• [PASSAGE SHOWN]
========================================
CNA Financial Earnings Call Nuggets: P&C Portion, Limited Partnerships & Fixed Income
CNA Financial Corp (NYSE:CNA) recently reported its first quarter earnings and discussed the following topics in its earnings conference call.
Amit Kumar – Macquarie Research: Using Slide 13 as a backdrop, how would you quantify what percent of your P&C book is focus versus non-focus?
D. Craig Mense – EVP and CFO: You are saying that segments?
Amit Kumar – Macquarie Research: No, just as an overall percent. What would you say is your focus – just looking at the P&C portion, not looking for exact numbers, I’m just looking for a percentage.
D. Craig Mense – EVP and CFO: Right now, Amit, I would say in terms of what’s written about two-thirds is in focus segments.
Amit Kumar – Macquarie Research: I guess related to that would be what would be the loss ratio bands if you will for the focus versus non-focus portion?
Thomas F. Motamed – Chairman and CEO: The loss ratio has been improving. It’s roughly – I’d say let’s say, this year, it’s roughly equivalent has (been equivalent). Over past years there had been about a 5 to 10 point loss ratio disadvantage from the non-focus segments, but as we’ve shrunk the segments that the non-focus segments, as well as re-price those non-focus there’s not a big loss ratio differential.
========================================
• [RECORDS FOR THE TASK]
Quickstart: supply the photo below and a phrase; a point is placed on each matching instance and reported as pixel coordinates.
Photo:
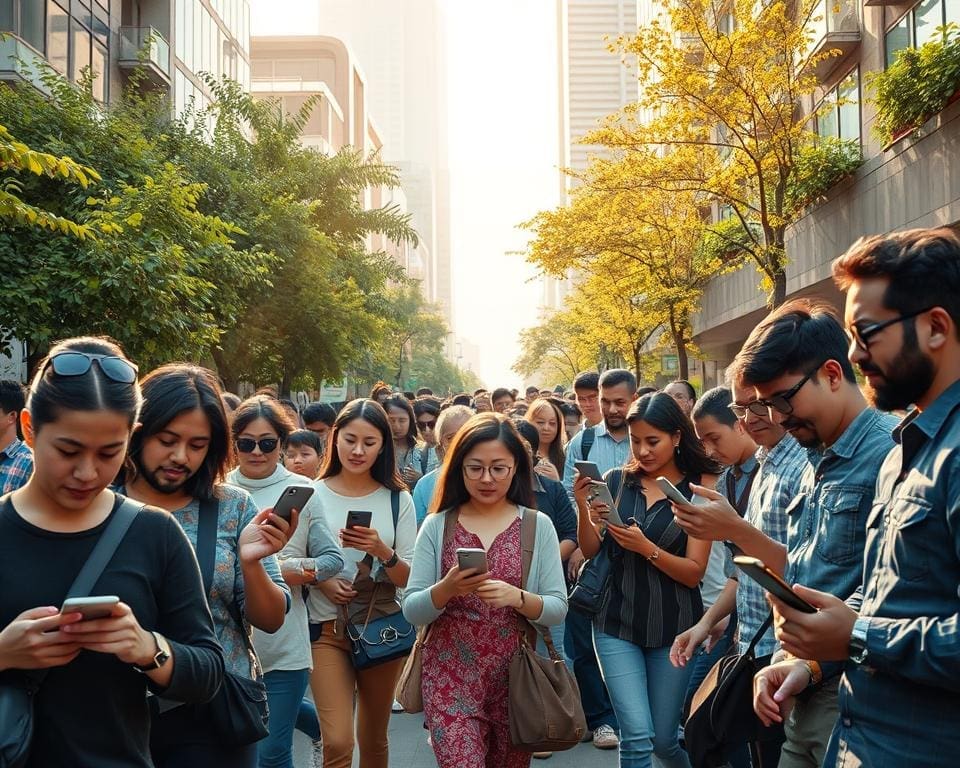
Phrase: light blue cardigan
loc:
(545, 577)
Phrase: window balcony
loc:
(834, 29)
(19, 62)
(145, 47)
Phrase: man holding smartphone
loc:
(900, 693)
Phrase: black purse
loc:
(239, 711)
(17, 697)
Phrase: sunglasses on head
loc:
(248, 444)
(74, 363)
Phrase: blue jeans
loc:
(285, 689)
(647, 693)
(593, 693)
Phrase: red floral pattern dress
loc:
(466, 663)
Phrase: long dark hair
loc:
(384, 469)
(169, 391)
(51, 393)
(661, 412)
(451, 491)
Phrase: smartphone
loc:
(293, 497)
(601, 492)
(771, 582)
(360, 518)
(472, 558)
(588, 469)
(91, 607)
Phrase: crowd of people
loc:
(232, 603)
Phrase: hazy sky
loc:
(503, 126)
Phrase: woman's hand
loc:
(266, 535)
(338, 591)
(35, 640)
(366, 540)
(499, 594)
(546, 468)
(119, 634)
========================================
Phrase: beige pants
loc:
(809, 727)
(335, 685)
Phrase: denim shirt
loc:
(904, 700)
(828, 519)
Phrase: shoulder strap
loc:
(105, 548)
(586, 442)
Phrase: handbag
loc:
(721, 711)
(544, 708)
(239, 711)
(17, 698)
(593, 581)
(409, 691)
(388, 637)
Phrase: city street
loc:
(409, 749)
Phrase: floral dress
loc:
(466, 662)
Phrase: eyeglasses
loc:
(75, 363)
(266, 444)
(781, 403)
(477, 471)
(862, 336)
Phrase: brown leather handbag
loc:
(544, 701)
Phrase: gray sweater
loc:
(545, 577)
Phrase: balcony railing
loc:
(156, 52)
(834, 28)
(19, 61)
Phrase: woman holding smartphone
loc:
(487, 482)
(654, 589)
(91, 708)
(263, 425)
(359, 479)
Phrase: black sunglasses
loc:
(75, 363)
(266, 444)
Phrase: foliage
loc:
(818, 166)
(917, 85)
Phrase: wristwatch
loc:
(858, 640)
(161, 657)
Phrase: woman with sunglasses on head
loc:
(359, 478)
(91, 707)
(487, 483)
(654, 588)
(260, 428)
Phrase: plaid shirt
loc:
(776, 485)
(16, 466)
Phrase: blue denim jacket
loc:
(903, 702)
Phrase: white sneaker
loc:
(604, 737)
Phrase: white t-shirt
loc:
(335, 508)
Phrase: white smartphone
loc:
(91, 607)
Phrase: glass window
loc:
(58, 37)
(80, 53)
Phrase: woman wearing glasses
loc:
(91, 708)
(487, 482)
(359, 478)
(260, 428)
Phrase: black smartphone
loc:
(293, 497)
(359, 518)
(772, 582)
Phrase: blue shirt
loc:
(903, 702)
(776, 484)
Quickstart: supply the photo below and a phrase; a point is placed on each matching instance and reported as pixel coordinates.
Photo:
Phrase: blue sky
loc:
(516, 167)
========================================
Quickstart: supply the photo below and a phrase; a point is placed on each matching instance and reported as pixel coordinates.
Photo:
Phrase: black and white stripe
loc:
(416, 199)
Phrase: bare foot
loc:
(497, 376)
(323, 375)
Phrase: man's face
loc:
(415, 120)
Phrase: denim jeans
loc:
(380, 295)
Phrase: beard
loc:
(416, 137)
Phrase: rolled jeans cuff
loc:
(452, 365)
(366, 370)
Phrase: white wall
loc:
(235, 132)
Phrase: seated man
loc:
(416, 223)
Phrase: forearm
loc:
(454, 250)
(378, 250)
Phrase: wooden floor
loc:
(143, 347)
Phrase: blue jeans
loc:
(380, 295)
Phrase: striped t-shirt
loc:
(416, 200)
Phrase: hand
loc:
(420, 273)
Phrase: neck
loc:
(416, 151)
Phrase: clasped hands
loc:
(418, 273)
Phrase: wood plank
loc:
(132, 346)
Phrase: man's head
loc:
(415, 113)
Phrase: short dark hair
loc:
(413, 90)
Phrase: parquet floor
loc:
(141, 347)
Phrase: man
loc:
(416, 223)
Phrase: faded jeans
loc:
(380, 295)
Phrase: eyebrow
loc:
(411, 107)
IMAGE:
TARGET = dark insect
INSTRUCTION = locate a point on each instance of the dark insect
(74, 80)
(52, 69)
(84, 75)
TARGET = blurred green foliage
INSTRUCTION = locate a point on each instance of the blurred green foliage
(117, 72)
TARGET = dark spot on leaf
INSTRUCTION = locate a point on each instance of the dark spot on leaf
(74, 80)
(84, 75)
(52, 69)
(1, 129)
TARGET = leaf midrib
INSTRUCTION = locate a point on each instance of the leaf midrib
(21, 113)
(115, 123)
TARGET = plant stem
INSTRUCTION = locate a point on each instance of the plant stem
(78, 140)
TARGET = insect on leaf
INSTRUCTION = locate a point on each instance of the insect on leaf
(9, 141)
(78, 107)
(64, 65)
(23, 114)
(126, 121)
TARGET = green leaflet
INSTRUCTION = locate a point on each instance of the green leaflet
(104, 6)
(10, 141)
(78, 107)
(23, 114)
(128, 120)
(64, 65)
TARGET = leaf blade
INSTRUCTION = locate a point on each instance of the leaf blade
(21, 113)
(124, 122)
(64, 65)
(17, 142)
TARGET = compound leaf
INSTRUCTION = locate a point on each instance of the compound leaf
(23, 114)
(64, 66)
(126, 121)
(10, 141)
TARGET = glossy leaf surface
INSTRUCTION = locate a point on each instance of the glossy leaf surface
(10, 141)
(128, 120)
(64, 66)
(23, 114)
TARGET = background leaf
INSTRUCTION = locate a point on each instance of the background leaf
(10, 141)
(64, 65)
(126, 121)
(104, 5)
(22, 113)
========================================
• [REQUIREMENT A] Pick out every line of the records that contains the string "insect", copying each one in full. Treat uppercase and lowercase as different.
• [REQUIREMENT B] Proceed with the CNA Financial earnings call transcript, starting after its last line.

• [EXERCISE RESPONSE A]
TARGET = dark insect
INSTRUCTION = locate a point on each instance of the dark insect
TARGET = insect on leaf
INSTRUCTION = locate a point on each instance of the insect on leaf

• [EXERCISE RESPONSE B]
Amit Kumar – Macquarie Research: Eventually, does that keep on diminishing or as you take underwriting actions as you just said, that the loss ratio is equivalent, does the non-focus end up becoming focus over time?
Thomas F. Motamed – Chairman and CEO: No, we would drive more growth as we said and that’s really been our strategy, it has been to specialize, remember, as we’ve said in the past, and write so that we sell outward through producers and two customers that fit our specialized appetite, so we would expect the percentage of focused business meaning where we think we have the expertise, the price and we can deliver a distinctive solution beyond just price in terms of risk control and claims to become a larger and larger portion of our business and that’s what we would expect to drive the growth and to drive improved profitability in the business.
Amit Kumar – Macquarie Research: The second question is, you’ve talked about in the press release, non-rate underwriting actions for 2013 and 2014. I know we spent a lot of time talking about this in the past, what other specific actions do you foresee for 2013 and 2014?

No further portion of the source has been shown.